TEXT TO READ.
· · ·
I find it really annoying and it freaks me out. But I wasn't raised that way and am not raising my children in an area were such a form of address is used ever if at all.

I have a friend (lives in the northern part of FL) whose children uses the title and who wants my children to refer to her as Miss (firstname) She thinks that my kids are being done a disservice because they don't use Miss etc. It has been a point of discussion on numerous occasions. (I do instruct my children to call her Miss (firstname) but I think her obsession is a bit odd and really isn't doing much to cultivate respect on either end)

I think it is completely up to the norm where you live.


----------



## Jessy1019 (Aug 6, 2006)

Quote:


Originally Posted by *Lingmom* 
So I'd be very surprised if all children who addressed people with titles grew to be adults "incapable of participating in adult conversations".

I'm sure that's quite true. However, in my experience, the people who are hung up on having their children call people Mr. or Mrs. tend to be the type who think kids should be seen and not heard, and for whom respect should come from children without being extended to them . . . and the results are Not Good.

Quote:

How do you feel about socially "equal" titles, such as "sister <first name>" or "comrade <first name>"?
Don't really have an opinion . . . it sounds kind of silly to me, but I don't care if other people want to call each other that.

Quote:

What about diminuitive forms of names only given to children... Katie, Johnny, Robbie, etc...? What about nicknames like "sweet pea" or "baby" or "peanut" or whatever... Are those a sign of a class difference to you?
Maybe it's the field my partner works in, but all of the adults he works with go by childish nicknames . . . I use one myself, and many of our friends use them. Same with other nicknames like baby and sweet pea and snookums -- these are not exclusive to children, it's more like they're reserved for close relationships.
· · ·
GIVEN INSTRUCTION 1. According to Jessy1019 in the forum thread, what are nicknames like baby and sweet pea reserved for?

(Object pointing dataset rows)
· · ·
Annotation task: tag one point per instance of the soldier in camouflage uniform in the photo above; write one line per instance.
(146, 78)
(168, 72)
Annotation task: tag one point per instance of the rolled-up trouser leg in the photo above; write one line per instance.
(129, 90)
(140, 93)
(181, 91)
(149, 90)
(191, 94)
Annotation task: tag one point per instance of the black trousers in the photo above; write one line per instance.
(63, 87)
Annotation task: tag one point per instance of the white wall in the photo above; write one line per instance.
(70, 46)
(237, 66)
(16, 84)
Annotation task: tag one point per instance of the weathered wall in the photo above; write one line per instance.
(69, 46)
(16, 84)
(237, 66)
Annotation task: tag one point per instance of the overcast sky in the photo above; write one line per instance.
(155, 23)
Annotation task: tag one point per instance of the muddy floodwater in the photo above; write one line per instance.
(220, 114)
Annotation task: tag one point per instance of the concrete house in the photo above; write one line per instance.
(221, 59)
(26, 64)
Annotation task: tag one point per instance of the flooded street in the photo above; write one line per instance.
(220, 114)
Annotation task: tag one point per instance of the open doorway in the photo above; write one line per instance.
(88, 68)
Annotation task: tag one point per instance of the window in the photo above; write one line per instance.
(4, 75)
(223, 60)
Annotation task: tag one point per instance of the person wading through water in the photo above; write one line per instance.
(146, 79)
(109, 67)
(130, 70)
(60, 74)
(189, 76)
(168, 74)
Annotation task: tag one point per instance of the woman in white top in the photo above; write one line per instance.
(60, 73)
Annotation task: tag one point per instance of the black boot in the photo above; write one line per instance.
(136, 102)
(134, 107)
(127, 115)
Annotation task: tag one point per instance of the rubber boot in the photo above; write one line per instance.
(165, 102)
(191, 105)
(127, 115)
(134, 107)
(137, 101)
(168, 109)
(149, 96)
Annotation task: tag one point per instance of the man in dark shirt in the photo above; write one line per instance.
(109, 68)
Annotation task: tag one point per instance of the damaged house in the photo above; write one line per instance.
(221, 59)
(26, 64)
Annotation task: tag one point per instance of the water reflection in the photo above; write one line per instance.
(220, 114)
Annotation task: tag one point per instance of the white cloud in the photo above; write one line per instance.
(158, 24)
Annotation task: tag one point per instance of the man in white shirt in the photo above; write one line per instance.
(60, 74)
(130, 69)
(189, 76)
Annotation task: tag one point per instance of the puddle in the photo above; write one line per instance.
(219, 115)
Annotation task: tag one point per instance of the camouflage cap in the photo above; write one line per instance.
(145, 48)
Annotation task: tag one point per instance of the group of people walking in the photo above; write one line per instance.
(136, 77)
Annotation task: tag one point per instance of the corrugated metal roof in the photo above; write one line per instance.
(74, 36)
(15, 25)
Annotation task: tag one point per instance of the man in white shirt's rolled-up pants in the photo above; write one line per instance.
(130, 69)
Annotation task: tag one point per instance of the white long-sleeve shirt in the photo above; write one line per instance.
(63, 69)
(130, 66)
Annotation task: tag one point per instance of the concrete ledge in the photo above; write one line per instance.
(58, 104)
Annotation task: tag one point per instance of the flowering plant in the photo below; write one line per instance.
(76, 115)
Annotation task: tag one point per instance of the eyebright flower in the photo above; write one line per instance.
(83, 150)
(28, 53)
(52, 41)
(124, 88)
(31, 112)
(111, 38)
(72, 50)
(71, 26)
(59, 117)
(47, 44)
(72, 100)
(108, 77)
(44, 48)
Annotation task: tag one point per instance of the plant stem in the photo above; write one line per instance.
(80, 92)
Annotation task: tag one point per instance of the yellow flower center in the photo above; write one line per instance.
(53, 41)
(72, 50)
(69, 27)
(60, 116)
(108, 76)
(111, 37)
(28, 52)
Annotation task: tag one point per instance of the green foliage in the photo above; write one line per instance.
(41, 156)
· · ·
GIVEN INSTRUCTION 2. Please return each line of the rows that contains the word "shirt".

ANSWER 1. Close relationships.

ANSWER 2.
Annotation task: tag one point per instance of the man in dark shirt in the photo above; write one line per instance.
Annotation task: tag one point per instance of the man in white shirt in the photo above; write one line per instance.
Annotation task: tag one point per instance of the man in white shirt's rolled-up pants in the photo above; write one line per instance.
Annotation task: tag one point per instance of the white long-sleeve shirt in the photo above; write one line per instance.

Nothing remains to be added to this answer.